• **Aim of the exercise**
List every line in the rows below that contains the word "frame", copying each line in full.

>>>

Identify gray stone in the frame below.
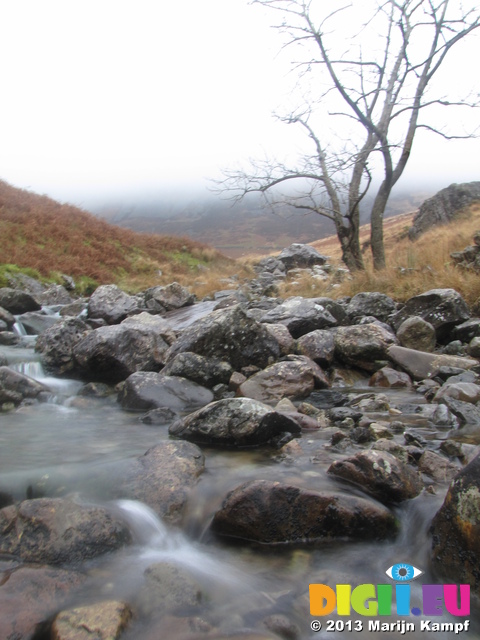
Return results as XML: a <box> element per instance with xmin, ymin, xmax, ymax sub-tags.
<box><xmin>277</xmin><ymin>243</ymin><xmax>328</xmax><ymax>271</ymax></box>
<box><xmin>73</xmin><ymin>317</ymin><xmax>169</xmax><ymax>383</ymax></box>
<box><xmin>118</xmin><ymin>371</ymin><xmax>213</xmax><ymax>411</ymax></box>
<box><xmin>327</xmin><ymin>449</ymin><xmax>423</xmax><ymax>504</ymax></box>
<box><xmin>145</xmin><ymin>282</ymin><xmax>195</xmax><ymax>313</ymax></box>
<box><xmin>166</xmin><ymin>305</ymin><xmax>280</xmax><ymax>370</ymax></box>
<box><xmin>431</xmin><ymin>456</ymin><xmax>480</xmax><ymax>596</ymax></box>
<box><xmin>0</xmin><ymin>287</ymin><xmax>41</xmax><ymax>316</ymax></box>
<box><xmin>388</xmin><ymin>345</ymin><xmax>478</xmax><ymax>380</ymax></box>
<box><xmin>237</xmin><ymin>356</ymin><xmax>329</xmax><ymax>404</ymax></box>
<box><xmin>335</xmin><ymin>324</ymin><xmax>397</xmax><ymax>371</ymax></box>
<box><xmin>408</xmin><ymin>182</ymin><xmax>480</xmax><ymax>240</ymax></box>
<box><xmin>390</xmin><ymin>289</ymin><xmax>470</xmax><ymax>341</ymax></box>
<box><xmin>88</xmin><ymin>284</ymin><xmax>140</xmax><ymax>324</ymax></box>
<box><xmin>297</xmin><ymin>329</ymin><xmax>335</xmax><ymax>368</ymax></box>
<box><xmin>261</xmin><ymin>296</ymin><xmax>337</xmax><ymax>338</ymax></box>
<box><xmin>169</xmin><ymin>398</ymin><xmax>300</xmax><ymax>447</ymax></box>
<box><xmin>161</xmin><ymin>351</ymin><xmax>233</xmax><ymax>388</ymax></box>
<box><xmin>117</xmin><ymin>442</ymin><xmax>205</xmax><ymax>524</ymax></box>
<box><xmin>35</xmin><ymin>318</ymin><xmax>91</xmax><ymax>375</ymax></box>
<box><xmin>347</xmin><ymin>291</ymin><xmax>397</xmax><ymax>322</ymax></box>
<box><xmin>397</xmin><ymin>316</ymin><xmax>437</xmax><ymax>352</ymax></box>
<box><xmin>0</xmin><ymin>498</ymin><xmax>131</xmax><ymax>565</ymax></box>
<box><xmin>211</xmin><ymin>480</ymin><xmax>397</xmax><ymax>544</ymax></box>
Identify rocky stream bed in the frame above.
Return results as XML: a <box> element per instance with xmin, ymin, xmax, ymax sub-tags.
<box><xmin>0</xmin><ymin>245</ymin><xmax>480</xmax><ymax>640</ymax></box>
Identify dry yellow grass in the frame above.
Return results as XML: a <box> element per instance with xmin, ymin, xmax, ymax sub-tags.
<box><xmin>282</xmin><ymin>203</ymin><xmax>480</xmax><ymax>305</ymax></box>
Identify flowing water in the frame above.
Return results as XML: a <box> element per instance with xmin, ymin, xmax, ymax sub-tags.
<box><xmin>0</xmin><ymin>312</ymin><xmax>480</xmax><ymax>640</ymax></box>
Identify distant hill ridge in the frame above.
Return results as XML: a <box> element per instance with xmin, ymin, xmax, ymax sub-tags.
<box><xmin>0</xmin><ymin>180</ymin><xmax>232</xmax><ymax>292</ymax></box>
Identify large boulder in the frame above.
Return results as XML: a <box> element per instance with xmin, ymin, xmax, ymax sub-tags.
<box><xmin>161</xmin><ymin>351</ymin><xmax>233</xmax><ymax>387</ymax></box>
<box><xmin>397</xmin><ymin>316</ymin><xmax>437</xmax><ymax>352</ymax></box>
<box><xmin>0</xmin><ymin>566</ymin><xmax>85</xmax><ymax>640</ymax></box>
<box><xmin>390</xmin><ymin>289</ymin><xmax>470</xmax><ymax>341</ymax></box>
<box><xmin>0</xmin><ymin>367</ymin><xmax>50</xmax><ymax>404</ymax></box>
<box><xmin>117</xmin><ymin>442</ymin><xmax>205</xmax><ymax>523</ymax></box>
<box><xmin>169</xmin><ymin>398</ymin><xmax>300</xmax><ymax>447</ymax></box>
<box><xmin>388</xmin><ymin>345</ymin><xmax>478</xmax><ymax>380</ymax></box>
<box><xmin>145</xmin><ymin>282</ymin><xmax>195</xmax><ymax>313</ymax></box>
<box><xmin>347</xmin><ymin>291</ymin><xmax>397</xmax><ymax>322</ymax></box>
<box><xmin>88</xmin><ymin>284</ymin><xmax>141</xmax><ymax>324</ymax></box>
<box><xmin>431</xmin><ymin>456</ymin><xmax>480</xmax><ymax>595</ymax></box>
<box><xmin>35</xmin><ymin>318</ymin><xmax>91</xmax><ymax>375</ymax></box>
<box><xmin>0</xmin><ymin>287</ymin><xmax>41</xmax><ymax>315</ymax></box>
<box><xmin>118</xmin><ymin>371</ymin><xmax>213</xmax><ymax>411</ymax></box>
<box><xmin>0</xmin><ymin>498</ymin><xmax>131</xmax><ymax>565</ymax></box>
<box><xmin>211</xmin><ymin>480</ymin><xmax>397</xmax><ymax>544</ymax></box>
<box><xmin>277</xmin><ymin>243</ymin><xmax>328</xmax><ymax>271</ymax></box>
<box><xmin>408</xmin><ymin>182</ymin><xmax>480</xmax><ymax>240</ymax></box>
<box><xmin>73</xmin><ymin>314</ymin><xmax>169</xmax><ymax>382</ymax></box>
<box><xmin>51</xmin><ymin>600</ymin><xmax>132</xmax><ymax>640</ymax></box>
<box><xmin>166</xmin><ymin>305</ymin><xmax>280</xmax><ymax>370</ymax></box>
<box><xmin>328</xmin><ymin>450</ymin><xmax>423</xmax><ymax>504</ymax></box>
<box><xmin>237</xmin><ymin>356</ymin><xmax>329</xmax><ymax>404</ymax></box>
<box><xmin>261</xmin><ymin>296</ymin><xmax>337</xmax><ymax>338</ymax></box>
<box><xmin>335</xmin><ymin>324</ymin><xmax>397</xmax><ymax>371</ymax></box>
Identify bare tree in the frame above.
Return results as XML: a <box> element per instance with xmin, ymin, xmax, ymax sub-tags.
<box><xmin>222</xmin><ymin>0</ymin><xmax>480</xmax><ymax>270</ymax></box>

<<<

• **Output for this task**
Identify gray stone in the frame below.
Identify rocky stream bed in the frame above.
Identify dry yellow grass in the frame above.
Identify flowing water in the frame above.
Identify distant hill ridge in the frame above.
Identify large boulder in the frame above.
Identify bare tree in the frame above.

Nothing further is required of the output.